> **Stated task**
Copy all of the material below word for word, but leave the pictures out of your copy.

--- Start of Listing ---

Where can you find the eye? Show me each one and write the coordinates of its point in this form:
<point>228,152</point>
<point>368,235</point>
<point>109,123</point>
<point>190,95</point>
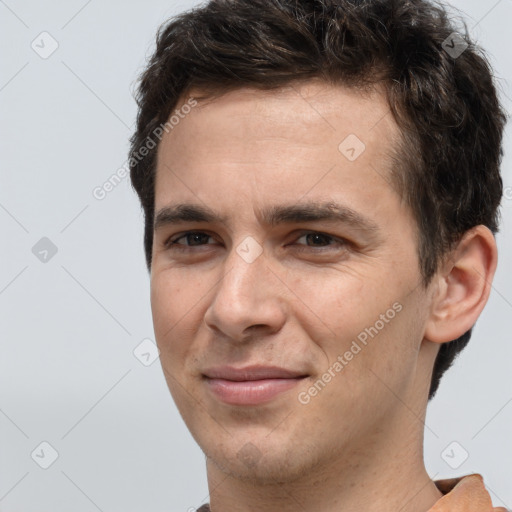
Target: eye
<point>321,240</point>
<point>192,238</point>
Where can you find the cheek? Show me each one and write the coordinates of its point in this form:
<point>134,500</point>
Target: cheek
<point>174,303</point>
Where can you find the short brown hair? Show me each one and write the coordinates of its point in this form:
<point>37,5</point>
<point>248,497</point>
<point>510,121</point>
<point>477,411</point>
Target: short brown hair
<point>445,105</point>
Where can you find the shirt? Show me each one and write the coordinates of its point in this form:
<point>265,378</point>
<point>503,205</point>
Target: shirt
<point>464,494</point>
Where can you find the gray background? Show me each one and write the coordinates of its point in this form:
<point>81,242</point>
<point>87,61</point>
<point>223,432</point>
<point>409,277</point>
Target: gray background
<point>69,325</point>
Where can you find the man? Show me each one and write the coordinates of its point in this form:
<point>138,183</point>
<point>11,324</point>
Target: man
<point>320,214</point>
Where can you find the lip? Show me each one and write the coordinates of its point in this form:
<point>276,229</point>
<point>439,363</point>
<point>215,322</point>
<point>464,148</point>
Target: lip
<point>251,385</point>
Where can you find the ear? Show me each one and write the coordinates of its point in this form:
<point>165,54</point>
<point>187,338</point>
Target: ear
<point>462,286</point>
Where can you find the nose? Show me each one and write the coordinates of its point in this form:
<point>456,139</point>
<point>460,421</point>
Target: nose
<point>248,300</point>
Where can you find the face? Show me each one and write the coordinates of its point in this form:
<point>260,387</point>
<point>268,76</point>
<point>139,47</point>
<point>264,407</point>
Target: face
<point>285,280</point>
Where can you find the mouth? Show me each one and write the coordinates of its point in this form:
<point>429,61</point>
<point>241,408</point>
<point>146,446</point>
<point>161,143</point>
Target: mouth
<point>252,385</point>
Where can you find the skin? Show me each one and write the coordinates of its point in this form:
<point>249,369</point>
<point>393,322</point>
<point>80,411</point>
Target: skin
<point>302,302</point>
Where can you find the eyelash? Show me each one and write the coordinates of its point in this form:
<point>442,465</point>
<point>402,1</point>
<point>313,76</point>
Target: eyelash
<point>172,244</point>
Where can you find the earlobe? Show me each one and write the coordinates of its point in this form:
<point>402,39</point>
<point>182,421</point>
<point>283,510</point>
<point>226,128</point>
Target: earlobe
<point>463,284</point>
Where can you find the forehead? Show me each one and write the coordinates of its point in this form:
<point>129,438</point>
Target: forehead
<point>278,145</point>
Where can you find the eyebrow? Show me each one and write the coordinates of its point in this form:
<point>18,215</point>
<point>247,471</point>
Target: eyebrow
<point>279,214</point>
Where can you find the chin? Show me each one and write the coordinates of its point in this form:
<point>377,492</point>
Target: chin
<point>264,464</point>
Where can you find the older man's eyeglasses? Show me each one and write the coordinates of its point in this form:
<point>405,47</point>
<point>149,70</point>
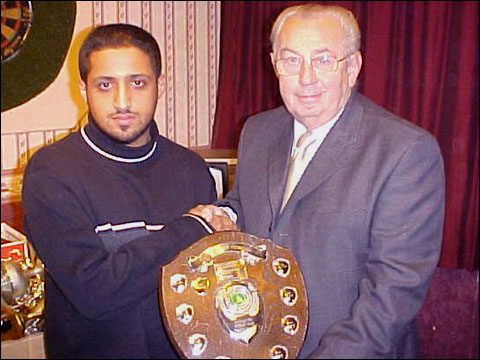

--- End of Listing ---

> **The response**
Where can you find the eye? Show me each one and write the coordinates of its point in this form:
<point>228,152</point>
<point>368,235</point>
<point>109,123</point>
<point>190,95</point>
Target: eye
<point>321,240</point>
<point>192,238</point>
Where can you find the cheek? Show me each one and write the coordinates of its point in this form:
<point>134,500</point>
Target: cheek
<point>174,303</point>
Where can you find the short brown hair? Show me each one and write the coordinates of its point in this form:
<point>37,5</point>
<point>248,497</point>
<point>510,121</point>
<point>477,411</point>
Target: short brown hair
<point>445,105</point>
Where can you find the shirt? Show me each one and write the coordinates of its point in this form:
<point>265,378</point>
<point>503,205</point>
Target: shirt
<point>464,494</point>
Where can you find the gray background? Show me each one and write the coordinates of its point in this form:
<point>81,242</point>
<point>87,61</point>
<point>223,432</point>
<point>409,277</point>
Target: gray background
<point>69,325</point>
Where can you find the man? Show me each one and write the coordinates of its point in this form:
<point>138,183</point>
<point>11,324</point>
Target: man
<point>320,214</point>
Where can you find the lip? Show me each one and write the coordinates of its point in this form:
<point>276,229</point>
<point>439,363</point>
<point>215,322</point>
<point>464,148</point>
Target: lip
<point>251,385</point>
Where can you find the ear? Show me each one and write the coordinates of its point in this form:
<point>165,54</point>
<point>187,338</point>
Target: ear
<point>462,286</point>
Where can you find the nose? Show me each one and write the coordinates of its point in this form:
<point>456,139</point>
<point>460,421</point>
Target: nose
<point>248,300</point>
Where can you find the face? Show me each one and write the coordinates of its point in this form:
<point>260,387</point>
<point>268,76</point>
<point>139,47</point>
<point>264,407</point>
Target: face
<point>285,280</point>
Where can you find the mouth? Show me each one and write the coordinates of its point in this form:
<point>429,61</point>
<point>241,408</point>
<point>146,446</point>
<point>161,143</point>
Target: mouth
<point>252,385</point>
Where can you find the skin? Show me each one and write the coordinates of its point in this form:
<point>249,369</point>
<point>393,322</point>
<point>80,411</point>
Target: skin
<point>302,302</point>
Where can you find the eyelash? Show me each one and write the coordinates of its point in this form:
<point>442,465</point>
<point>402,1</point>
<point>313,76</point>
Target: eyelash
<point>172,244</point>
Where can you find the earlobe? Show me each one and write the coordinates of its point in this form:
<point>402,39</point>
<point>182,421</point>
<point>283,510</point>
<point>226,128</point>
Target: earlobe
<point>463,284</point>
Where can you find the forehead? Show me each one and write the coordinates of its point in this form:
<point>129,438</point>
Target: forehead
<point>278,145</point>
Where can you find the eyebrow? Show me each one and write the coordinates of its point in this form:
<point>18,215</point>
<point>247,471</point>
Target: eyebrow
<point>279,214</point>
Where can you find the chin? Show me each one and write the coordinates of its point in this form:
<point>377,492</point>
Target: chin
<point>264,464</point>
Where can you find the older man's eyeglasses? Show me each one and write the coordinates of its point in this form:
<point>405,47</point>
<point>149,70</point>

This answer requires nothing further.